• **DO THIS**:
Without any pictures, reproduce exactly the lines running from the line containing "Provide the location of every instance of the gravel" through the end of the entries.

• **DATASET EXCERPTS**:

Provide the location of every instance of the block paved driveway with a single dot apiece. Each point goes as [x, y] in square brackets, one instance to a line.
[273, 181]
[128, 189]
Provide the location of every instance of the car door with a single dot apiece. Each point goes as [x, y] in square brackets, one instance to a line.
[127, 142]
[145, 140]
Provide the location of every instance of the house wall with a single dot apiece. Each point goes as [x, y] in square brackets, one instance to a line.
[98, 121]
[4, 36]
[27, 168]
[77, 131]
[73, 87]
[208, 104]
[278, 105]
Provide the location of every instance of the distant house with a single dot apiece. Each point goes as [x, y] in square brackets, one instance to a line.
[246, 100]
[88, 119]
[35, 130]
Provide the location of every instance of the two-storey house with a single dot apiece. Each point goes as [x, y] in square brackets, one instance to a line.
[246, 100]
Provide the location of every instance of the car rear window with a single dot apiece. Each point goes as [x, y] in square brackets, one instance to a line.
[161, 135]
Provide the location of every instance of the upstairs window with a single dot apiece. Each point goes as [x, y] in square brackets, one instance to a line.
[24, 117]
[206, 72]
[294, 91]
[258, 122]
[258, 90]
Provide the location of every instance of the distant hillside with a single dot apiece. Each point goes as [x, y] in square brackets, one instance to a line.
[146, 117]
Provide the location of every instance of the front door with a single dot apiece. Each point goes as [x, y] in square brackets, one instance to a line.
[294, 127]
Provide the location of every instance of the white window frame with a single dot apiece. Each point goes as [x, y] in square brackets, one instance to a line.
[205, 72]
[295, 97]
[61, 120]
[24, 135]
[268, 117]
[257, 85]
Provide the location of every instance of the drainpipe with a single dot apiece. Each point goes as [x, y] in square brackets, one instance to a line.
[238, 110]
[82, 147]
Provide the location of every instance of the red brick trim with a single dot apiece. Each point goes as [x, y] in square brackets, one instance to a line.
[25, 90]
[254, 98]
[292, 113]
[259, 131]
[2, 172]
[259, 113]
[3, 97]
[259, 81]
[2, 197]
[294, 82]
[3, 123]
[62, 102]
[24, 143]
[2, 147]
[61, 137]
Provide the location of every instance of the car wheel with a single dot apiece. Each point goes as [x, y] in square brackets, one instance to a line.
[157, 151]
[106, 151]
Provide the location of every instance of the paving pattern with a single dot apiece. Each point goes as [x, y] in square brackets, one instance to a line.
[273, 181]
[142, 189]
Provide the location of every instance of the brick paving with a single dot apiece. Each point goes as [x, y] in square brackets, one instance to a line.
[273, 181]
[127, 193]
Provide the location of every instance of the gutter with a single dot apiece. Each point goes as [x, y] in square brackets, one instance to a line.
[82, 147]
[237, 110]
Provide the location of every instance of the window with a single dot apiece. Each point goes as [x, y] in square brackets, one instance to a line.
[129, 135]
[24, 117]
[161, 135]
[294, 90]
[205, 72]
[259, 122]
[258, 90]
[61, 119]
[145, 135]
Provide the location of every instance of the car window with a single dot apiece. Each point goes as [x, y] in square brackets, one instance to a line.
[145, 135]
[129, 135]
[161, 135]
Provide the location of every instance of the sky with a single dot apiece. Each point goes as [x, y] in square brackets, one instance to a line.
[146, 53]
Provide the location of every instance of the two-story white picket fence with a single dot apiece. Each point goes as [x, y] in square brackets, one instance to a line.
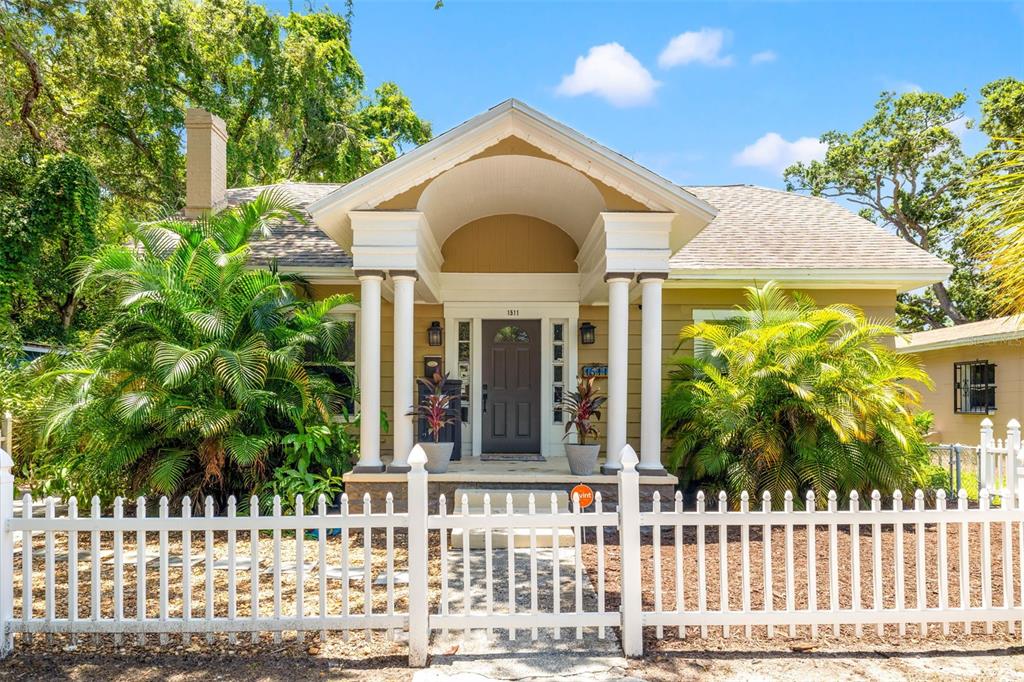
[750, 568]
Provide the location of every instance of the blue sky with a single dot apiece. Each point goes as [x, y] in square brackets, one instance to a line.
[699, 92]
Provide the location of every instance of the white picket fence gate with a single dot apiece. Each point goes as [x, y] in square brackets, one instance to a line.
[841, 567]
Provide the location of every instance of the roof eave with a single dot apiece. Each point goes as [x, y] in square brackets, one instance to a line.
[902, 280]
[966, 341]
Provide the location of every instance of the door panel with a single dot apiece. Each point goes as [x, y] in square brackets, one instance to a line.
[511, 382]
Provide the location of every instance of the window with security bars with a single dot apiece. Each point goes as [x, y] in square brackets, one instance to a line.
[974, 387]
[558, 371]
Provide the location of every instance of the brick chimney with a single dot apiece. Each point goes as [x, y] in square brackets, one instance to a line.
[206, 162]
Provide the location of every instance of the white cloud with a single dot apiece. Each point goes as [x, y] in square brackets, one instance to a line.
[704, 46]
[774, 153]
[610, 72]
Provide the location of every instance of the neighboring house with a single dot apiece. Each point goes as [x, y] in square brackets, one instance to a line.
[978, 370]
[540, 255]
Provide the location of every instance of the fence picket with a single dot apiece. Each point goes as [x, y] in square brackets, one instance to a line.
[208, 567]
[73, 567]
[232, 597]
[1007, 502]
[791, 567]
[300, 561]
[965, 564]
[467, 585]
[744, 540]
[834, 557]
[389, 570]
[898, 551]
[701, 572]
[678, 529]
[186, 569]
[509, 509]
[556, 583]
[877, 560]
[532, 566]
[919, 506]
[655, 506]
[943, 558]
[119, 596]
[275, 541]
[322, 558]
[578, 560]
[442, 511]
[27, 549]
[723, 560]
[50, 570]
[598, 508]
[812, 560]
[253, 563]
[368, 563]
[140, 568]
[488, 569]
[986, 560]
[164, 601]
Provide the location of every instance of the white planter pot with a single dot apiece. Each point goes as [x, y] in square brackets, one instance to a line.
[438, 456]
[583, 459]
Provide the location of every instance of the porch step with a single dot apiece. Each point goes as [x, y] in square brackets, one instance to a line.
[520, 503]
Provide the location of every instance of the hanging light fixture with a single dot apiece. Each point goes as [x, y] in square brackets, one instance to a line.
[588, 334]
[434, 334]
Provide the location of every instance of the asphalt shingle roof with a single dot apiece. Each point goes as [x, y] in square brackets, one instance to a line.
[969, 334]
[758, 227]
[294, 243]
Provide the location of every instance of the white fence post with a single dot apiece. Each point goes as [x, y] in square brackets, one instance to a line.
[6, 554]
[983, 456]
[1013, 461]
[419, 617]
[629, 551]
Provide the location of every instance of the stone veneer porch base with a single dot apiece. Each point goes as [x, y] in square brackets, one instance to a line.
[550, 475]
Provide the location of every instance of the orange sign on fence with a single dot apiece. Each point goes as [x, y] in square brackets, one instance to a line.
[586, 496]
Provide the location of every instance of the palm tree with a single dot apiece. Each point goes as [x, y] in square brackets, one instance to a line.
[791, 396]
[206, 364]
[997, 221]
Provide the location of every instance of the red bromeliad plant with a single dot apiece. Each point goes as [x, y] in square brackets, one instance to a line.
[583, 406]
[435, 408]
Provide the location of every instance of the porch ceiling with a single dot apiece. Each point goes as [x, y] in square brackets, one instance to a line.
[511, 184]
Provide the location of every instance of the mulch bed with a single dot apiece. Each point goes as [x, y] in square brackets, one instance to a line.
[801, 566]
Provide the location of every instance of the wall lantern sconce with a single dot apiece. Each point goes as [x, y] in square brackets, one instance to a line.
[434, 334]
[588, 334]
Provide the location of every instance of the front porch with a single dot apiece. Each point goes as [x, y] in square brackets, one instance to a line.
[551, 474]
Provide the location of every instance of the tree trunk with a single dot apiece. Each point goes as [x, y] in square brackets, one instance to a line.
[939, 289]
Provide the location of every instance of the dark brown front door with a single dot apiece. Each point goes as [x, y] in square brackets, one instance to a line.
[511, 385]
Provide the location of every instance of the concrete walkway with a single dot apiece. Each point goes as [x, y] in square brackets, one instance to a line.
[479, 655]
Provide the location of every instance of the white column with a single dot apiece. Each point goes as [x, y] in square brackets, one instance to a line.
[402, 423]
[619, 340]
[370, 372]
[650, 376]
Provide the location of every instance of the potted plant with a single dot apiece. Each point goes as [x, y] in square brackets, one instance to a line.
[435, 409]
[583, 406]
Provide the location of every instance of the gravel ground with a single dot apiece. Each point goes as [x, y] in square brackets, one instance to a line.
[955, 655]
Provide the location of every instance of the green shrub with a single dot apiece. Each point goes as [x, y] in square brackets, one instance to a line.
[791, 396]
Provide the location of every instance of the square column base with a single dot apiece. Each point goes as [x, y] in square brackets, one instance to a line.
[373, 468]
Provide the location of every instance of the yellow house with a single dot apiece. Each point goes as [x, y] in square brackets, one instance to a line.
[536, 255]
[978, 371]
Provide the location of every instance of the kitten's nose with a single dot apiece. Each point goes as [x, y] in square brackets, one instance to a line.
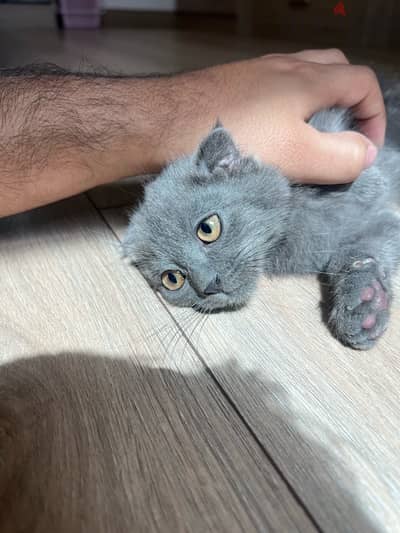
[214, 286]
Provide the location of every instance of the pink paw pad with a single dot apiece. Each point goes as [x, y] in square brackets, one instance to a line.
[369, 322]
[381, 298]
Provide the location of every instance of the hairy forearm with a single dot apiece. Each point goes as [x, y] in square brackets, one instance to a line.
[63, 133]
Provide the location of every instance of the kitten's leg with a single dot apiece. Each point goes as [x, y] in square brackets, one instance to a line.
[360, 284]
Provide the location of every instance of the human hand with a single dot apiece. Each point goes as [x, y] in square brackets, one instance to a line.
[265, 103]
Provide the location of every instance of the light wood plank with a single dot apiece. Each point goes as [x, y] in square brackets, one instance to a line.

• **EXERCISE RESPONSE**:
Provide the location of every instance of the gravel ground with a single dot apiece. Each point goes as [x, y] in square brackets, one instance to a line.
[955, 655]
Provide the location of every instance of the green shrub with a single dot apiece. Each point goes as [x, y] in square brackets, one instance to a line.
[791, 396]
Provide the location of every instance of the square column base with a single dot apiece. Each point goes as [x, y] in square brackets, one instance to a line.
[373, 468]
Provide the location of every instance of the yellow house with a single dot apiece. Each point goes as [x, y] in square brackets, one instance to a line.
[536, 255]
[978, 371]
Provide the location of every instance of the kitten's nose with a single dot apiece. Each point goes as [x, y] in square brackets, one instance to a line.
[214, 286]
Provide the location of every instance of the pink paw pad with a single dot apiece. Each point goes as [x, y] in square brackets, one instance to a line.
[369, 322]
[381, 298]
Provide the location of every instance of the hairy forearm with a single dot apiece. Each point goes as [x, y] in square brackets, one instance to a line.
[63, 133]
Provide the location of every instance of the kitten's leg with a single dot apiece. Each point goes as [x, y] in square brackets, one instance to a line.
[360, 284]
Provide the location of every instance of the human hand with a single dot apiece. Each point goes as [x, y] in square brackets, one instance to a line.
[265, 103]
Provide the location of every instance of the light wood plank with a single dot apiece. Each point goes as [x, y] in square brackets, one instance to a line.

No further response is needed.